EXERCISE BRIEF -> Rewrite all the rows below, replacing "Return a box" with "Draw a box" and leaving everything else unchanged.

-- Begin --

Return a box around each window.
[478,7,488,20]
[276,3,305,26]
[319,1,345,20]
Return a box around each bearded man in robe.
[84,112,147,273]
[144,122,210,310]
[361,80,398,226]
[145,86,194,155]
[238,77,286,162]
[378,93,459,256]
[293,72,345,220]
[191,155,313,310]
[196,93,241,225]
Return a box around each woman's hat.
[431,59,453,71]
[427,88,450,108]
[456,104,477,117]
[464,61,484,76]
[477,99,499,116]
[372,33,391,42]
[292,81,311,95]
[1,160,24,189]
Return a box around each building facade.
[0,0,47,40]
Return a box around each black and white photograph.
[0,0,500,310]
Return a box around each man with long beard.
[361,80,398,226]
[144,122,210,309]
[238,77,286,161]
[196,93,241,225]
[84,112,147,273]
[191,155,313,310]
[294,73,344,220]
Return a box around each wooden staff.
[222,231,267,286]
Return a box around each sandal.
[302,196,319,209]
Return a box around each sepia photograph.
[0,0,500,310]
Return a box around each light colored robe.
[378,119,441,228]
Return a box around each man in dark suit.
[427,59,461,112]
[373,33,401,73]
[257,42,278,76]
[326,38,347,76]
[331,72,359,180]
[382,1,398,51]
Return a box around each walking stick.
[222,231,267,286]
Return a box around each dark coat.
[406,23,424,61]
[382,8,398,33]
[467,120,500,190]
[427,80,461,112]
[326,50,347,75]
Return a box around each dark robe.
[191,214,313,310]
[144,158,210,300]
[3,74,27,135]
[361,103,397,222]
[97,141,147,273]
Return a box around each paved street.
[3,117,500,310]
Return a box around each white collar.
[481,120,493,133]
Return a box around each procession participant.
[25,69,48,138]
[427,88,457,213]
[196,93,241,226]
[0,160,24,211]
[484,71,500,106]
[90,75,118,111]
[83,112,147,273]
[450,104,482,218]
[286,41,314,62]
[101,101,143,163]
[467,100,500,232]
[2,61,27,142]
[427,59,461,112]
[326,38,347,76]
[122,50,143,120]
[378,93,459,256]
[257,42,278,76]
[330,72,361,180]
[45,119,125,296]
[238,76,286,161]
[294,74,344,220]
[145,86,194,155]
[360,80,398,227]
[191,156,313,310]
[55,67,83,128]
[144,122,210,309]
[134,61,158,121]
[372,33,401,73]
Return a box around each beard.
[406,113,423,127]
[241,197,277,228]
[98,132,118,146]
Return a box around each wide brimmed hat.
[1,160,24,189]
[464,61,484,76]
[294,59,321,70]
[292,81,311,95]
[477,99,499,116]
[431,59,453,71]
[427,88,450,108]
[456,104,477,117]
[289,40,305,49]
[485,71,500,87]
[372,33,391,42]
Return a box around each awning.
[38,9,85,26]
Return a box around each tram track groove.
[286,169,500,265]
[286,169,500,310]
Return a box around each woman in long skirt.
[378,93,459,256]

-- End --

SOLUTION FOR THIS TASK ->
Draw a box around each window.
[478,7,488,20]
[276,3,305,26]
[319,1,345,20]
Draw a box around each bearded man in robe.
[84,112,147,273]
[144,122,210,310]
[361,80,398,226]
[145,86,194,155]
[238,77,286,162]
[378,93,459,256]
[293,72,345,220]
[191,155,313,310]
[196,93,241,225]
Draw a box around each woman's hat.
[431,59,453,71]
[427,88,450,108]
[456,104,477,117]
[464,61,484,76]
[477,99,499,116]
[372,33,391,42]
[292,81,311,95]
[1,160,24,189]
Draw a box around each building facade.
[0,0,47,40]
Draw a box around each black and white photograph.
[0,0,500,310]
Draw a box around each man with long beard.
[361,80,398,226]
[144,122,210,309]
[238,77,286,161]
[196,93,241,225]
[84,112,147,273]
[191,155,313,310]
[294,73,344,220]
Draw a box around each wooden staff.
[222,231,267,286]
Draw a box around each sandal.
[302,196,319,209]
Draw a box around each sepia photograph.
[0,0,500,310]
Draw a box around each light colored robe.
[378,119,441,228]
Draw a box around each man in dark suit.
[427,59,461,112]
[373,33,401,73]
[257,42,278,76]
[326,38,347,76]
[331,72,359,180]
[382,1,398,51]
Draw a box around each walking stick.
[222,231,267,286]
Draw a box around each dark coat.
[406,23,424,61]
[382,8,398,33]
[467,120,500,190]
[427,80,461,112]
[326,50,347,75]
Draw a box around each dark robe.
[191,214,313,310]
[144,158,210,300]
[3,74,27,135]
[361,103,397,222]
[97,141,147,273]
Draw a box around each paved street.
[3,117,500,310]
Draw a box around each white collar.
[481,120,493,133]
Draw a box around each procession participant.
[25,69,48,138]
[427,88,457,213]
[196,93,241,226]
[0,160,24,211]
[484,71,500,106]
[90,75,118,111]
[83,112,147,273]
[450,104,482,218]
[286,41,314,62]
[101,101,143,163]
[467,100,500,232]
[2,61,27,142]
[427,59,461,112]
[326,38,347,76]
[122,50,143,120]
[378,93,459,256]
[257,42,278,76]
[330,72,361,180]
[45,119,125,296]
[238,76,286,161]
[294,74,344,220]
[145,86,194,155]
[360,80,398,227]
[191,156,313,310]
[55,67,83,128]
[144,122,210,309]
[134,61,158,121]
[372,33,401,73]
Draw a box around each beard.
[406,113,423,127]
[241,197,277,228]
[98,132,118,146]
Draw a box around each wide brimmed hat.
[1,160,24,189]
[464,61,484,76]
[294,59,321,70]
[292,81,311,95]
[477,99,499,116]
[431,59,453,71]
[427,88,450,108]
[456,104,477,117]
[289,40,305,49]
[485,71,500,87]
[372,33,391,42]
Draw a box around each awning.
[38,9,85,26]
Draw a box around each tram track groove.
[286,169,500,265]
[286,169,500,310]
Draw a box around each woman in long skirt.
[378,93,459,256]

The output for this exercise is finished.